The Social Fear Gene: How One Mutation Can Rewire The Brain And Increase Anxiety

Scientists have discovered that a mutation in the PTEN gene, linked to autism, can cause imbalances in neurons that control emotions, particularly in the amygdala, a brain region linked to fear and anxiety. In tests on mice, the lack of this gene in certain neurons increased levels of anxiety and fear, helping to better understand how brain changes can influence autism symptoms.

Autism spectrum disorder (ASD) is a neurodevelopmental condition that affects approximately 1 in 36 children in the United States. It primarily manifests as difficulties with social interaction and communication, repetitive behaviors, or very restricted interests.

However, many individuals with autism spectrum disorder also experience other associated symptoms, such as seizures, anxiety, cognitive difficulties, sensitivity to sensory stimuli, and abnormal brain growth (macrocephaly).

Science has already identified more than 100 genes linked to the risk of developing autism spectrum disorder, and one of the most studied is the PTEN gene, which regulates cell growth and acts directly on a cellular pathway called mTOR. Mutations in this gene are present in up to 25% of people with autism spectrum disorder who also have macrocephaly.

Animal research has shown that when there are alterations in the PTEN gene in mice, they develop behaviors similar to those seen in people with autism spectrum disorder, such as anxiety, social difficulties, and repetitive movements.

These animals also exhibit physical changes in the brain, such as increased neuron size, a greater number of synaptic connections, and altered brain activity. Depending on which type of neuron has the PTEN gene deactivated (known as a "knockout"), different behavioral and brain effects are observed.

#### [ACTIONS TO TAKE]
(1) Answer these from the article on the PTEN gene:
(a) About how many children in the United States does autism spectrum disorder affect?
(b) In up to what share of people with autism spectrum disorder who also have macrocephaly are PTEN mutations present?
(c) Which brain region linked to fear and anxiety is named?
(2) Rename "mice" to "rodents" in the stretch of the article on the PTEN gene from "Scientists have discovered" through "influence autism symptoms.", and write out that stretch with the change.
You won't need the records for any of this work.

#### [SUPPLIED MATERIAL]

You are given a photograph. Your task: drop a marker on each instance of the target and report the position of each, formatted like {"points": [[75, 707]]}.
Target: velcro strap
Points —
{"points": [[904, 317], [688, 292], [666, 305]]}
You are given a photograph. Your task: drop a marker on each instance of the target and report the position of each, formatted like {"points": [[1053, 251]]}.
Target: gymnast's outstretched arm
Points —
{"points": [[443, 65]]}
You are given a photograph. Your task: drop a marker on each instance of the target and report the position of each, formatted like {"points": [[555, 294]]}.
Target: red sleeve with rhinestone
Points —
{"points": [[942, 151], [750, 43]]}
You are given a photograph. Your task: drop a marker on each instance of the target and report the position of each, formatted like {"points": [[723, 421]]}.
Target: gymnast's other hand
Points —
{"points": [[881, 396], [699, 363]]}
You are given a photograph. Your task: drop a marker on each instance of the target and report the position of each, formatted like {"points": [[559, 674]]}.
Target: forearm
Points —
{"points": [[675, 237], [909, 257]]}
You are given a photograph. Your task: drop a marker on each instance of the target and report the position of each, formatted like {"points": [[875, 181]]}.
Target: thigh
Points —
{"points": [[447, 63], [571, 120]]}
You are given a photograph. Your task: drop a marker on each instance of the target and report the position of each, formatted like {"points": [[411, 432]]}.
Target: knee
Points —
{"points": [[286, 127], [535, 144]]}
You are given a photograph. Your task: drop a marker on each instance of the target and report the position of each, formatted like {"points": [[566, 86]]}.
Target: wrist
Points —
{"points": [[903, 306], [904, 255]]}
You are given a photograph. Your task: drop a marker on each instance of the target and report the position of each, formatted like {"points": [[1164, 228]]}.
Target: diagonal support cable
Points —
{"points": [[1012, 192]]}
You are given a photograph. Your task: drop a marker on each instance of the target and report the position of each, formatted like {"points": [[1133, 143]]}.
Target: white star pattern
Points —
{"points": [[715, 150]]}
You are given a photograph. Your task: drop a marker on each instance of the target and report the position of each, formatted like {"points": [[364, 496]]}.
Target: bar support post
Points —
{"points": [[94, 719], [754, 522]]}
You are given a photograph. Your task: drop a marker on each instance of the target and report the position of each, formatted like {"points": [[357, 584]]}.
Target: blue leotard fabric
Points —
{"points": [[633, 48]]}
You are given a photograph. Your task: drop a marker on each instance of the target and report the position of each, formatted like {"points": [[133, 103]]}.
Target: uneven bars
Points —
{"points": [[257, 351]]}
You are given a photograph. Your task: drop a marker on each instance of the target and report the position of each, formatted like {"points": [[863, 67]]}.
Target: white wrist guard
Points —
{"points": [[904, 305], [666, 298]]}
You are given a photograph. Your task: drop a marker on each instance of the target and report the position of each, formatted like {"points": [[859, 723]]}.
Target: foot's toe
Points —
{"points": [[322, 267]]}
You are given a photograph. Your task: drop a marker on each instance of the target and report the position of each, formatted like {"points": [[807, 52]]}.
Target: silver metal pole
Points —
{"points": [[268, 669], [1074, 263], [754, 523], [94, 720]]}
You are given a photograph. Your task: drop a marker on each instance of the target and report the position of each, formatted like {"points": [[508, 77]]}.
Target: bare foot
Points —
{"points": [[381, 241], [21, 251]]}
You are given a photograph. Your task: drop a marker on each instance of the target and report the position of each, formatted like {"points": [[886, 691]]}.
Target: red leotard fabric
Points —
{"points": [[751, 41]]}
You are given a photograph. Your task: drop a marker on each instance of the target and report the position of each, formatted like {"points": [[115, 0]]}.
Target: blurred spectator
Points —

#### [LIST OF ANSWERS]
(1)
(a) About 1 in 36.
(b) Up to 25%.
(c) The amygdala.

(2)
Scientists have discovered that a mutation in the PTEN gene, linked to autism, can cause imbalances in neurons that control emotions, particularly in the amygdala, a brain region linked to fear and anxiety. In tests on rodents, the lack of this gene in certain neurons increased levels of anxiety and fear, helping to better understand how brain changes can influence autism symptoms.